Exercise: The data follows this line. Copy verbatim the line with "Can you find the dark branch" and each line after it to the end.
───── Records to use ─────
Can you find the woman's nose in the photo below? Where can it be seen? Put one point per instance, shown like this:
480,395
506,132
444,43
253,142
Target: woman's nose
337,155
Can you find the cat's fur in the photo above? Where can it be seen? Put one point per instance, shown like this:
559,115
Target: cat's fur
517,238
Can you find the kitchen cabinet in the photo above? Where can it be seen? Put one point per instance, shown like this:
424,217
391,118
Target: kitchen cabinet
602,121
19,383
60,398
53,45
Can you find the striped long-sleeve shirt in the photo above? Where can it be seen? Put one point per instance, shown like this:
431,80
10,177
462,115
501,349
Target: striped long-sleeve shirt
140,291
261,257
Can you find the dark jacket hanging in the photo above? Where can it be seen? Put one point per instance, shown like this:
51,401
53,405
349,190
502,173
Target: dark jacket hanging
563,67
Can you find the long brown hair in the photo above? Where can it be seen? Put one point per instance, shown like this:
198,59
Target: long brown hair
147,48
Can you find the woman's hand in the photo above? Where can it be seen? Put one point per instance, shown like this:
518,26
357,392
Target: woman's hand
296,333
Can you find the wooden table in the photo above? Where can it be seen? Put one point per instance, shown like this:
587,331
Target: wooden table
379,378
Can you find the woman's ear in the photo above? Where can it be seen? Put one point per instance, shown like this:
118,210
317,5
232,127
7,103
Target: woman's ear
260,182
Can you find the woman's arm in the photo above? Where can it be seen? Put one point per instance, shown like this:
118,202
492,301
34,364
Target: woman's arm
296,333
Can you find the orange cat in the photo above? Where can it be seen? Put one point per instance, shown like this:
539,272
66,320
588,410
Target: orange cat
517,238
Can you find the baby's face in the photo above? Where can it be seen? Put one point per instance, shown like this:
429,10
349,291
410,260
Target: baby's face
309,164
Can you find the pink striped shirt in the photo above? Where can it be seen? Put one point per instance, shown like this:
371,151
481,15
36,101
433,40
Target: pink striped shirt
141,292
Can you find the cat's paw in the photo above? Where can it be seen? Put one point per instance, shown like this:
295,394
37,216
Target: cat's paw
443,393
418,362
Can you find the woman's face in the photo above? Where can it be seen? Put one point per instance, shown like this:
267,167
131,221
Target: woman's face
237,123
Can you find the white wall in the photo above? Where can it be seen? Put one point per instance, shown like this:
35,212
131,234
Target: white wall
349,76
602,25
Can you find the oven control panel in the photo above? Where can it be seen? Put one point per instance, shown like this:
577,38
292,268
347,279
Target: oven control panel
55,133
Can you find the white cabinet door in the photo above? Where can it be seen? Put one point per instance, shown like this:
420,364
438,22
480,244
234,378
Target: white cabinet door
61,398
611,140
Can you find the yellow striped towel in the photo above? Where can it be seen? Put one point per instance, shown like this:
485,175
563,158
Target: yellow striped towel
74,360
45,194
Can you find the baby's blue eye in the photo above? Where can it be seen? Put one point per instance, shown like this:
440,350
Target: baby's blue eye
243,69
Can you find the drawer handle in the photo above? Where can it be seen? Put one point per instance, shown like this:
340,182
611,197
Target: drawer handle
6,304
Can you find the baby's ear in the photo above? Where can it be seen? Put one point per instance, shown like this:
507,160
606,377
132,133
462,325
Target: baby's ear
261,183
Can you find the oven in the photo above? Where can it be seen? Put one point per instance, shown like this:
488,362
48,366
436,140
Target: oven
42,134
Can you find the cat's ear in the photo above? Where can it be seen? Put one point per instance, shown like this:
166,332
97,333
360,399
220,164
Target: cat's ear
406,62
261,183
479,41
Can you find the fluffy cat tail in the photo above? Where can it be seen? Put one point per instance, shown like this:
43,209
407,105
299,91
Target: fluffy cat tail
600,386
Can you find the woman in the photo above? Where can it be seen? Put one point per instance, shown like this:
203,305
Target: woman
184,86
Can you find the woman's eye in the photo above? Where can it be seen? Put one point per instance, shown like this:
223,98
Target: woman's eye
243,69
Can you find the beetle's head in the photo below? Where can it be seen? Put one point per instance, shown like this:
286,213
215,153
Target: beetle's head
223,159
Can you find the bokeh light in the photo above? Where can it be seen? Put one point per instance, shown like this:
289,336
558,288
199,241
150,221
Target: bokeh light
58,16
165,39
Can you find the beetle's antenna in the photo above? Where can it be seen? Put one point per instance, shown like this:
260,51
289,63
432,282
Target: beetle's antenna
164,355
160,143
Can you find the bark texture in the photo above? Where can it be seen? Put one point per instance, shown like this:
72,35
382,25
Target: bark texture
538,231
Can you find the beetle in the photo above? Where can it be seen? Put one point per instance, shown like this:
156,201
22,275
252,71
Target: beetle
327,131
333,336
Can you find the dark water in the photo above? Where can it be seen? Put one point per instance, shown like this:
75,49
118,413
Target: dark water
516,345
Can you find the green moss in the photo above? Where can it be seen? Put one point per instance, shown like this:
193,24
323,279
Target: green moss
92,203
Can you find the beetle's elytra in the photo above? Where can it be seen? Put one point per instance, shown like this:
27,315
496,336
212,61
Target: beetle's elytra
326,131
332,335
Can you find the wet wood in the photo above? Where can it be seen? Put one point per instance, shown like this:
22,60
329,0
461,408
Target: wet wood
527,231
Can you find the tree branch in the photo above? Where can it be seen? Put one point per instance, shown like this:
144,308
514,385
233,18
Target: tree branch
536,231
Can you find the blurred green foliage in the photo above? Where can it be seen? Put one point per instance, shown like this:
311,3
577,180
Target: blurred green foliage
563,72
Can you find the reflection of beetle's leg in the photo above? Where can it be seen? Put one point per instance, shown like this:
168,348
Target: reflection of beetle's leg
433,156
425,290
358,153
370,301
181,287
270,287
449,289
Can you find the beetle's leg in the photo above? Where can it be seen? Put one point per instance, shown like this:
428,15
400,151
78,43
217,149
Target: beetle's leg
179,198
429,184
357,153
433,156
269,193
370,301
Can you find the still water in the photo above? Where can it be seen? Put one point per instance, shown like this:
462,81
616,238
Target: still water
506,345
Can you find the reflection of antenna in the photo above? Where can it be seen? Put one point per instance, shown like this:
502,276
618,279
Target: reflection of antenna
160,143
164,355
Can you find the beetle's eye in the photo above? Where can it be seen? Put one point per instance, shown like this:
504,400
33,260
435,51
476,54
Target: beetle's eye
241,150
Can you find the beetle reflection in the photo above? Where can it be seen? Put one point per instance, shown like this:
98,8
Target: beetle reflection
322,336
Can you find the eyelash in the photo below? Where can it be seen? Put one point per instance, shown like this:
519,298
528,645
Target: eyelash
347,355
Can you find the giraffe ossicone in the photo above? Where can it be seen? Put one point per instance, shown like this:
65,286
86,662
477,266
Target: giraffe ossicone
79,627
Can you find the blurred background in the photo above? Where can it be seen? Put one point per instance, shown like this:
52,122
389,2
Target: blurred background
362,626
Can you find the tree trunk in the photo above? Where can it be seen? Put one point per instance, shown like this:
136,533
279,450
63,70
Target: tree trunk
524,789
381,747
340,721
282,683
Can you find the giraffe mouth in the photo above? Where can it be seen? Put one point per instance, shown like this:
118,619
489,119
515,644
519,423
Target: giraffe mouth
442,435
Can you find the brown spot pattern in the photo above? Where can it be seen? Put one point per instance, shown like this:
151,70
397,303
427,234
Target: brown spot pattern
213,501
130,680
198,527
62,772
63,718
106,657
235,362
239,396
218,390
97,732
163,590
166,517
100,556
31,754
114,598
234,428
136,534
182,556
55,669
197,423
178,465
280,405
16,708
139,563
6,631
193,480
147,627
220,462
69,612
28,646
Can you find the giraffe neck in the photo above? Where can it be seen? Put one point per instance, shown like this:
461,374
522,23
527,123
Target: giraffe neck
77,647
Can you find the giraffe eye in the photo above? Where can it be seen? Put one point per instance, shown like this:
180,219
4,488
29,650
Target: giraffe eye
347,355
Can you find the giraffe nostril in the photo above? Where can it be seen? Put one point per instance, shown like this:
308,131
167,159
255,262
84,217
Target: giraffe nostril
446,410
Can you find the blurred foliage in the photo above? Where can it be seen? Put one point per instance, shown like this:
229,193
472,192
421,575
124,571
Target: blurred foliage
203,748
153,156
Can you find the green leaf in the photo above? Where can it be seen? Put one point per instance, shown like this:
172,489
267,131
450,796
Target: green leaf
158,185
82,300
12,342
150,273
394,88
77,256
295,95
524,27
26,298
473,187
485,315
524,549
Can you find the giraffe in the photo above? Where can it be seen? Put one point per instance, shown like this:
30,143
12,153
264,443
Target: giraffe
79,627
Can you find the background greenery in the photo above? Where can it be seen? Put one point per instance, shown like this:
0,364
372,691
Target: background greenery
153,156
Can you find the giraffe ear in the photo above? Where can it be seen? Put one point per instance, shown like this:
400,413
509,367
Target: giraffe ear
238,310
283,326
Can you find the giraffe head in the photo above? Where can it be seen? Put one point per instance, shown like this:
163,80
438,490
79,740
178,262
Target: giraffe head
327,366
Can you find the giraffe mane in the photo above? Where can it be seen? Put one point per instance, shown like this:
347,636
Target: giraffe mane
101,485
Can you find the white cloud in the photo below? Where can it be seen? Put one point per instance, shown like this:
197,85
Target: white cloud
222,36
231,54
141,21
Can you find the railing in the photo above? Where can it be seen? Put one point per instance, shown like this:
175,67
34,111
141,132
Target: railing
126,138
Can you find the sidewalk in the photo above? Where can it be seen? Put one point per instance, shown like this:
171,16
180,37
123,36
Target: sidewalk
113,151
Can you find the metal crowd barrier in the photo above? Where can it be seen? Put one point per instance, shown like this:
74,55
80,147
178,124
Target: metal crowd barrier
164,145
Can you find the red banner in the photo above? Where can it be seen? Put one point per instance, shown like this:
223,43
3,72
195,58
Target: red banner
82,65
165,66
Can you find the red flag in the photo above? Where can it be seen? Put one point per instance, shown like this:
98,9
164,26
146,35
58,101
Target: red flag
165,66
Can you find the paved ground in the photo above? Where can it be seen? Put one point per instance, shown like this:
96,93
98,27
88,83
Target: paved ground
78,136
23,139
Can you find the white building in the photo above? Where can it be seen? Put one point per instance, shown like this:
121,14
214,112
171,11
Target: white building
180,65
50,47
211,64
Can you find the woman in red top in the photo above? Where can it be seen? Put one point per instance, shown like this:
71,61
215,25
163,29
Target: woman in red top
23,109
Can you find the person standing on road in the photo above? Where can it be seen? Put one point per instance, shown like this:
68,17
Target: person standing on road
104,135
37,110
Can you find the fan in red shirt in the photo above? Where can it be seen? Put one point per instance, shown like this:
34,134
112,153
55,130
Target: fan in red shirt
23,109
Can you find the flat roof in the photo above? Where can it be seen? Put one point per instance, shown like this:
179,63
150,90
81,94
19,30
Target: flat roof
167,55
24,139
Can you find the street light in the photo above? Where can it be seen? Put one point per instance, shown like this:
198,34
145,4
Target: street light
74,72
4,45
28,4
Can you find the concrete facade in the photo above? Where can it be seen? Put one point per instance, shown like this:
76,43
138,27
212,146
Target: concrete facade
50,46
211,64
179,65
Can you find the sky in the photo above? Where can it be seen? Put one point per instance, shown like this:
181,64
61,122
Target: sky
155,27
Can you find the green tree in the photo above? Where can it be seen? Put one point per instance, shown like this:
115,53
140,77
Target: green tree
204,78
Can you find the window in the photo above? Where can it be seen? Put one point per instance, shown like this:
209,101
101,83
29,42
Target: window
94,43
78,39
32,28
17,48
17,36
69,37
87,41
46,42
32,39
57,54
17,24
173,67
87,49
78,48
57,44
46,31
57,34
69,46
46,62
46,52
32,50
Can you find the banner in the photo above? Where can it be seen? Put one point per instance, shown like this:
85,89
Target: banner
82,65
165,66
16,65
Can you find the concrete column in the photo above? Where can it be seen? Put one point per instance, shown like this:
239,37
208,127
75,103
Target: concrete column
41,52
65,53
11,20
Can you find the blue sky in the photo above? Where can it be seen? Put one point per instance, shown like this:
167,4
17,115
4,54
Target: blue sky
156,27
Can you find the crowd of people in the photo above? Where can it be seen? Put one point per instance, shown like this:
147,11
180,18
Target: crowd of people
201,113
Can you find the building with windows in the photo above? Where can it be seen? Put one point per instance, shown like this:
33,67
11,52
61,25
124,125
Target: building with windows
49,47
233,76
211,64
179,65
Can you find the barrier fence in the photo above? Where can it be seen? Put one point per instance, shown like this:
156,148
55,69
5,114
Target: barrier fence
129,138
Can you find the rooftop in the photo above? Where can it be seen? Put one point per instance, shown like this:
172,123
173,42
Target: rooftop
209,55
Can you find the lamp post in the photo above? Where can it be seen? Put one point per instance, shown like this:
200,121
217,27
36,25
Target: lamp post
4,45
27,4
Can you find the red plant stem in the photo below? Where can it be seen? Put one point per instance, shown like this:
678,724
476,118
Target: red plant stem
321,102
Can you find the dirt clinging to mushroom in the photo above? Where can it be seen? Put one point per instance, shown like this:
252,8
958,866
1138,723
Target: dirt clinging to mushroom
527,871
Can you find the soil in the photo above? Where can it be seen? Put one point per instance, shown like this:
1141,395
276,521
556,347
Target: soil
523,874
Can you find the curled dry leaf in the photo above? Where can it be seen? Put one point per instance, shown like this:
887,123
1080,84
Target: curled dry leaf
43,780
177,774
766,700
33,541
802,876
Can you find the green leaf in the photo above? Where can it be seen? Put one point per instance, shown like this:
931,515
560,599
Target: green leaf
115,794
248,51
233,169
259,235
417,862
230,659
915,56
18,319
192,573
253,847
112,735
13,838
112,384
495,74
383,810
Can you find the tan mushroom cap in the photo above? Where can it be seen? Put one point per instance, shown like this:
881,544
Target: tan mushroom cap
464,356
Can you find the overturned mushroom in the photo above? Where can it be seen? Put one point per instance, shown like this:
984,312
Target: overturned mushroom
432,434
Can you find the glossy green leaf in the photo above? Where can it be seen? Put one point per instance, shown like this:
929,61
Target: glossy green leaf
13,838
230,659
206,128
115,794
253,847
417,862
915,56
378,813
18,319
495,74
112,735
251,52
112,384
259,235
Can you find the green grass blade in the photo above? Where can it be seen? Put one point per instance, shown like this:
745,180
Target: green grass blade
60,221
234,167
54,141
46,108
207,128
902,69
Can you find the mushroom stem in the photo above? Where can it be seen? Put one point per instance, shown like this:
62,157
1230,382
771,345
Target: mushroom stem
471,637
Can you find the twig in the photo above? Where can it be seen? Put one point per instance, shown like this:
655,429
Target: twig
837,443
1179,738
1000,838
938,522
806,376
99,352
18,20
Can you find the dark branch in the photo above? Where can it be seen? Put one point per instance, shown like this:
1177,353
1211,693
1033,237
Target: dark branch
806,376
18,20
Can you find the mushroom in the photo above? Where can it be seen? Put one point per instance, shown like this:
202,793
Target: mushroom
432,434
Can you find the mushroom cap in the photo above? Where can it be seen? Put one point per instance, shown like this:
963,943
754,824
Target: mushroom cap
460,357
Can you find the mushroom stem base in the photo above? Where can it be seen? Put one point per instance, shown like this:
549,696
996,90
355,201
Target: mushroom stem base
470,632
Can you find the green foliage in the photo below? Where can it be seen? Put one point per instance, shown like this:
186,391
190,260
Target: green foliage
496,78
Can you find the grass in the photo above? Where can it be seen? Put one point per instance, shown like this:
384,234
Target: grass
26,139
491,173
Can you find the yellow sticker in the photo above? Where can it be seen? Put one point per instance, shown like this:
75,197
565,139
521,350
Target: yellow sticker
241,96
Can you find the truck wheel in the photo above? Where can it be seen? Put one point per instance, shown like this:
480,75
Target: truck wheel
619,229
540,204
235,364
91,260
─────
Task response:
Can you find the dark branch in the photo above? Where can it be seen? Put one point per instance, shown like this:
1177,353
1211,693
1033,237
Target: dark branch
806,376
18,20
Can you find the mushroom in the photo above? Where can it be seen? Put one point per instance, shown like this:
202,793
Target: mushroom
432,434
Can you find the mushroom cap in the photo above? Where can it be seen? Put one point per instance, shown like this:
963,943
754,824
Target: mushroom cap
460,357
Can you find the mushroom stem base in the photo above? Where can it be seen? Put one point per instance, shown like this:
549,696
996,90
355,201
Target: mushroom stem base
470,632
Can you find the green foliage in the photo below? Where can it be seen? Put one point per instance, shown like this:
186,391
190,260
Target: green foliage
496,78
Can you find the grass in the photo above? Where can it be seen? Put one point per instance, shown like this:
384,234
Target: grass
26,139
491,173
Can you find the yellow sticker in the photo above? Where can it be seen? Put one point per instance, shown like this:
75,197
565,139
521,350
Target: yellow sticker
241,96
Can you find the truck wheel in the photo above? Where can it be seen? Put one point per instance, shown like this:
480,75
Target: truck wheel
619,229
540,204
235,364
91,260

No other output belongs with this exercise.